DATA LINES:
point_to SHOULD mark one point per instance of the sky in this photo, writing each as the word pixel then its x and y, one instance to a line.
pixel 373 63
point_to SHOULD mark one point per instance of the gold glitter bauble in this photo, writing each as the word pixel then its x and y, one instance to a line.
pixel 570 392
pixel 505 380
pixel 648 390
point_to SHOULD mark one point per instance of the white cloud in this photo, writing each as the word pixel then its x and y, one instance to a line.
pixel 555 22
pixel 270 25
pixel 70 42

PROBLEM DESCRIPTION:
Reproduce every line of the data above verbatim, without any alteration.

SOLUTION FOR THIS PROBLEM:
point_to SHOULD mark one point per instance of the sky in this photo, writing each as the word pixel then its x and y, one instance to a line.
pixel 373 63
point_to SHOULD mark one point per instance of the gold glitter bauble in this photo, writing each as the word pixel then its x and y, one instance to a line.
pixel 570 392
pixel 505 380
pixel 648 390
point_to SHOULD mark one point per instance of the white cloud in this photo, writing each as the word pixel then its x and y, one instance to a line.
pixel 555 22
pixel 270 25
pixel 70 42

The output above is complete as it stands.